[Quoted text]:

_ _ _ _ _

Fig. 6 [72,316 bytes] shows the main elements of the exploration process during 1850-53. The main driver was the growing market demand for petroleum products. In the 19th Century, whale oil was used for lighting, but, as the price rose with declining whale stocks, kerosine (mineral oil) was substituted leading to the development of oil shale deposits in the Sydney basin (1865, Pioneer Kerosine Works at Port Kembla). The advent of the motor car early in the 20th century expanded the market, and the high price of imported oil was a spur to local explorers. The Australian government recognized the need to cut the growing import bill (12.3% by value of all imports in the mid-1950s) and offered rewards and subsidies (Robertson, 1988).

_ _ _ _ _

[Short task 1]: According to the passage on petroleum exploration, why was kerosine substituted for whale oil in lighting?

_ _ _ _ _

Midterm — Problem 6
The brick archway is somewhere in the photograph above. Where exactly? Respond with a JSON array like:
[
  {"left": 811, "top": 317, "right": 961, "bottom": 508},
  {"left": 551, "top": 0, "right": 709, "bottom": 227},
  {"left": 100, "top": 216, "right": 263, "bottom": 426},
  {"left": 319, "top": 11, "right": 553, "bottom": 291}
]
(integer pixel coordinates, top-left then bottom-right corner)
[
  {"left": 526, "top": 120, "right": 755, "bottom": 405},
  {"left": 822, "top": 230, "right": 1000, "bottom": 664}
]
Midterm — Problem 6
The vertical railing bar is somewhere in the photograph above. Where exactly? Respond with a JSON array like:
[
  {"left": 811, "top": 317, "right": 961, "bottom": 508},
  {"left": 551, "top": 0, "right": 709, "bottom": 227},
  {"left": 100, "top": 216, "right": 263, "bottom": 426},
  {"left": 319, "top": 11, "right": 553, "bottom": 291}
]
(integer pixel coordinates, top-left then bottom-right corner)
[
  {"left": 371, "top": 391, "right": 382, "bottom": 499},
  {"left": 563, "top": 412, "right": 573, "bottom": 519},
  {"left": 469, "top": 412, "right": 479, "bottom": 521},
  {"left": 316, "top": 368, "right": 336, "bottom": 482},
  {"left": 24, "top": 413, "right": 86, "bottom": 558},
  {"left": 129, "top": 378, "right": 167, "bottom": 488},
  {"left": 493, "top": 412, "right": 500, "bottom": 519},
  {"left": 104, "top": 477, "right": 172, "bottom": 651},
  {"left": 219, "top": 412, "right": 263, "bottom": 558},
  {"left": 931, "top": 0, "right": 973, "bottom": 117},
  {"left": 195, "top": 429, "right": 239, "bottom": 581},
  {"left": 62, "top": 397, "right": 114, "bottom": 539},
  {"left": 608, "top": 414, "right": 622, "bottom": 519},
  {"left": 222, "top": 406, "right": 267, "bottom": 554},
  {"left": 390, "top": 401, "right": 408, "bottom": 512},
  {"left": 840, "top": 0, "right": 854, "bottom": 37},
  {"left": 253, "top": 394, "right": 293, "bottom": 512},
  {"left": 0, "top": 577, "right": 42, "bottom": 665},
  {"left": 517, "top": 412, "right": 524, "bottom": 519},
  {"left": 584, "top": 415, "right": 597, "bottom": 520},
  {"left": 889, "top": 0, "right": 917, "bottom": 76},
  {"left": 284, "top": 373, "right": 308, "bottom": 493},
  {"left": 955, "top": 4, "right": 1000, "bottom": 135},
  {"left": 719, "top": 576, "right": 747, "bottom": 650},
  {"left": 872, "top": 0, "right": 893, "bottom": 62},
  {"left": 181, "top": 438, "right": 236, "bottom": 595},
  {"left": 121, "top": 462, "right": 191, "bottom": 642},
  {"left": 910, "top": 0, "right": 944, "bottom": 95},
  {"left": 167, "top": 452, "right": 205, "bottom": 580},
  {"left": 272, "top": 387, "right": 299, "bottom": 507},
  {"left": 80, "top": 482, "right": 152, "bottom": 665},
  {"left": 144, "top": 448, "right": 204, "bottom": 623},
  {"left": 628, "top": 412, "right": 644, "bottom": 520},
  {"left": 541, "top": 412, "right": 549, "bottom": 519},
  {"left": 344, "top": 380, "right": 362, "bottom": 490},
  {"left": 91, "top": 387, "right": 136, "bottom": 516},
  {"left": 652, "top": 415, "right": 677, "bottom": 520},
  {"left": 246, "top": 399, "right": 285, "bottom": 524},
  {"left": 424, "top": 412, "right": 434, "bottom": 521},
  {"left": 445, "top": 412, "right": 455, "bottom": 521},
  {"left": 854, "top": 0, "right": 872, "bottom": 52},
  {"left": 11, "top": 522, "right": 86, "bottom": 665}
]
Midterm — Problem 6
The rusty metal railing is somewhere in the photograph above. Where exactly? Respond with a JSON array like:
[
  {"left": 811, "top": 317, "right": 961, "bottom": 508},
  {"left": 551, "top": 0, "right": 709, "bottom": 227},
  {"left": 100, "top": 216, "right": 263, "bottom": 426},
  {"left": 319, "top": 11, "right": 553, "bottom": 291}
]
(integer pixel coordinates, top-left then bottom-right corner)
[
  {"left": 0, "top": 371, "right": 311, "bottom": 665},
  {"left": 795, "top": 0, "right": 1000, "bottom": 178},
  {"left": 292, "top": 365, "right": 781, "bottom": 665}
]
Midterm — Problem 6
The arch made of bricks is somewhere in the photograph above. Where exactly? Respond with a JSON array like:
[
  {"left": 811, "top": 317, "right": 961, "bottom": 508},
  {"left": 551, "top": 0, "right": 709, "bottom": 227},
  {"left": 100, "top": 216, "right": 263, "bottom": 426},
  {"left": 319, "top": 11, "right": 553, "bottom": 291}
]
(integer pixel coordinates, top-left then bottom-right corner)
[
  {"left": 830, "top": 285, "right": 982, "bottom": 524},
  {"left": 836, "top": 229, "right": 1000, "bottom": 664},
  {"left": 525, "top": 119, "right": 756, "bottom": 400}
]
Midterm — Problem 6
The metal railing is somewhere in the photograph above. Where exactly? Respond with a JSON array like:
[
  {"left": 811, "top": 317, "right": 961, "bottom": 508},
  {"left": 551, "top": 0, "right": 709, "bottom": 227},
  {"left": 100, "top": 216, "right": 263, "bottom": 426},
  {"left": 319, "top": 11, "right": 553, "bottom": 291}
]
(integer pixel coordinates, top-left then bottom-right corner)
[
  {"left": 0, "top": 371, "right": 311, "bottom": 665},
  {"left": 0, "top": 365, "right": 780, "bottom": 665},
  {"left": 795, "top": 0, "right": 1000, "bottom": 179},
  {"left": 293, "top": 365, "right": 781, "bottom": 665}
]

_ _ _ _ _

[Short task 2]: Gather every line of the records that contains the word "photograph".

[Correct answer 1]: Kerosine was substituted because the price of whale oil rose as whale stocks declined. This substitution led to the development of oil shale deposits in the Sydney basin.

[Correct answer 2]:
The brick archway is somewhere in the photograph above. Where exactly? Respond with a JSON array like:
The vertical railing bar is somewhere in the photograph above. Where exactly? Respond with a JSON array like:
The rusty metal railing is somewhere in the photograph above. Where exactly? Respond with a JSON array like:
The arch made of bricks is somewhere in the photograph above. Where exactly? Respond with a JSON array like:
The metal railing is somewhere in the photograph above. Where exactly? Respond with a JSON array like:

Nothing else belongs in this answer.